■ **Page**

※ ※ ※

Commercial Lease – For Tenants
We get it – you are excited to start your business, you found your dream space, and your new landlord expediently presented a copy of its lease for you to sign. Wait, not so fast – before you put your signature on that lease, you should definitely review these provisions closely:
- Is there a personal indemnifier?
A personal indemnifier is often required by the landlord when the named tenant is not an individual, such as a corporation or a society. This is because the landlord wants to ensure that if the “non-individual” tenant defaulted on the lease and dissolved, the landlord has the ability to recoup its loss from the personal indemnifier. Often, the obligations of the personal indemnifier under the lease are “joint and several” – which effectively means that the landlord can collect its damages 100% from that personal indemnifier, without being obligated to first pursue against that non-individual tenant.
- What is included as “Additional Rent”?
Often you will note that “Additional Rent” is specifically defined under the lease. As a potential tenant, you want to pay close attention as to how that definition is defined – namely, what are the items included as “Additional Rent” and is payable by the tenant? If the lease is triple-net (and often very landlord-centric), then at the bare minimum you will see these items included: property taxes, landlord’s insurance, utilities, repair and maintenance of the property; sometimes you will see other items such as: landlord’s management fees, landlord’s legal fees, capital repair and replacement to the property, and such other operating costs that the landlord may include.
- Is there an option to extend or renew?
Legally speaking, there is a difference between an extension and a renewal. An extension is a continuation of the existing lease, and a renewal is a commencement of a new lease. From the tenant’s point of view, it may be more favourable to have an option to extend under the lease (instead of an option to renew) – because most tenants want to continue to enjoy the full benefit of the existing lease. On the other hand, landlords typically prefer renewals because it gives them the opportunity to renegotiate the existing lease and thereby serving a brand “new” lease to the tenant.

※ ※ ※

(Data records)
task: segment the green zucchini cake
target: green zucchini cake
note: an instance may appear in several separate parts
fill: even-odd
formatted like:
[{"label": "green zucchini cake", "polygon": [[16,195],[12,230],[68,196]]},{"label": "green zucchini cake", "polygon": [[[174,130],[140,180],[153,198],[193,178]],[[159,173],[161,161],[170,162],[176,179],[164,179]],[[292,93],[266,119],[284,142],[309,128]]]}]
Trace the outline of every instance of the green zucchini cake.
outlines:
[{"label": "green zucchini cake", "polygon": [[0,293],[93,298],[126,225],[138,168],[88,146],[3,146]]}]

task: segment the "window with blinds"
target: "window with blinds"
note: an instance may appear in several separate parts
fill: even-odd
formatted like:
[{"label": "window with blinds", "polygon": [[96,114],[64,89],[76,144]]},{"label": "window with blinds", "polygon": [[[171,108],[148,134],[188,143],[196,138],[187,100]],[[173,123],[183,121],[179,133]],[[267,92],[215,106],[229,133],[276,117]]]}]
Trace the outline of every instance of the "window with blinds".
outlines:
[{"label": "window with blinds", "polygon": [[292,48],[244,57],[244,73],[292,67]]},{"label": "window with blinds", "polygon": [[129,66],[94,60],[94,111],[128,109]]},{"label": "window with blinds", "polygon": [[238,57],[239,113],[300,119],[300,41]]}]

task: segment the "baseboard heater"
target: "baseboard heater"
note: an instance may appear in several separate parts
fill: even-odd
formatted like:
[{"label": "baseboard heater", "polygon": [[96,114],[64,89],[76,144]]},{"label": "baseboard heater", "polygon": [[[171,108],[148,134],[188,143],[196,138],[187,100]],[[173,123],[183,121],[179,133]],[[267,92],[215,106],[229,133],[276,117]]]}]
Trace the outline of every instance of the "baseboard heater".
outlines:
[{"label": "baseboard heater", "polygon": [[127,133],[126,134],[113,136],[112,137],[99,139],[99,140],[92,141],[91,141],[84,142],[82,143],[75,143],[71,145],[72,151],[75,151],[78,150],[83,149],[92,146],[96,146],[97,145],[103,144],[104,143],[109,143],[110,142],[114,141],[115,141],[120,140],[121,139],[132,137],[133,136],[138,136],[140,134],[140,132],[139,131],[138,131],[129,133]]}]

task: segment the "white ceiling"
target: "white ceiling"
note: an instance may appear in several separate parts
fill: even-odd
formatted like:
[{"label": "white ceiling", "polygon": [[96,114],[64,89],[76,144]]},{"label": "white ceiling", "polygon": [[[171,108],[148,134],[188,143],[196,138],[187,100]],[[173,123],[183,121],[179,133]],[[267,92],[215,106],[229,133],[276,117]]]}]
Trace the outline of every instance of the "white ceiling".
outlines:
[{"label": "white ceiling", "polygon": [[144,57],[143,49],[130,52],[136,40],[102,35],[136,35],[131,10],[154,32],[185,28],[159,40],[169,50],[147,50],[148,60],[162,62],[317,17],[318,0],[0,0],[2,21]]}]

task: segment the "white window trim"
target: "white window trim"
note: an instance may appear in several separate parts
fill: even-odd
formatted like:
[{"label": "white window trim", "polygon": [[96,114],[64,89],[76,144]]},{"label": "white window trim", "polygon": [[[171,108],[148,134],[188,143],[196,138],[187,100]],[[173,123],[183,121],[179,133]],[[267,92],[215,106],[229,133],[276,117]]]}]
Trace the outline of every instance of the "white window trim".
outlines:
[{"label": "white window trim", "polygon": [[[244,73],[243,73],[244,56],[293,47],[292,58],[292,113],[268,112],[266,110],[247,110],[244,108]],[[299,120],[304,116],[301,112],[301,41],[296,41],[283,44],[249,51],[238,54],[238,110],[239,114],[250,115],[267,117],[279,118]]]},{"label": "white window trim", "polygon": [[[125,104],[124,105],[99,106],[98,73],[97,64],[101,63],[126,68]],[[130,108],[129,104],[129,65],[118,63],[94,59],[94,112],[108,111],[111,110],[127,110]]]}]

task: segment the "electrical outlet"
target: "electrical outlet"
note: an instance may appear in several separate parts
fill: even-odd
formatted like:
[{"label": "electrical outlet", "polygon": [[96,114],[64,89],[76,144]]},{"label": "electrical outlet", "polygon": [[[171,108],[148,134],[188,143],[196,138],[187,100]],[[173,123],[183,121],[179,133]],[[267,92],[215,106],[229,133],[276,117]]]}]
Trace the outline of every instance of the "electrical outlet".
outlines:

※ ※ ※

■ **Required actions**
- 1) Rewrite the part of the commercial lease page that begins at the words "Legally speaking, there" and stops after "to the tenant.", putting "property owners" in place of "landlords".
- 2) According to the commercial lease page, what items will at the bare minimum be included as "Additional Rent" under a triple-net lease?
- 3) Based on the commercial lease page, explain why a tenant may find an option to extend more favorable than an option to renew.

■ **Solutions for each task**
- 1)
Legally speaking, there is a difference between an extension and a renewal. An extension is a continuation of the existing lease, and a renewal is a commencement of a new lease. From the tenant’s point of view, it may be more favourable to have an option to extend under the lease (instead of an option to renew) – because most tenants want to continue to enjoy the full benefit of the existing lease. On the other hand, property owners typically prefer renewals because it gives them the opportunity to renegotiate the existing lease and thereby serving a brand “new” lease to the tenant.

- 2) Property taxes, landlord's insurance, utilities, and repair and maintenance of the property.

- 3) An extension continues the existing lease, while a renewal starts a new lease. Most tenants want to keep enjoying the full benefit of the existing lease, so an option to extend may suit them better.